Items from a data source:
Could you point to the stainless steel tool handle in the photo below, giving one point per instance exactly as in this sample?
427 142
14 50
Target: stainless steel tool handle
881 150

__Task statement__: Give back the data exactly, with no line dropped.

__Written response__:
Could you point to the stainless steel tool handle in the photo below, giving one point per instance exactly as in this sample?
427 142
14 50
Target: stainless steel tool handle
881 150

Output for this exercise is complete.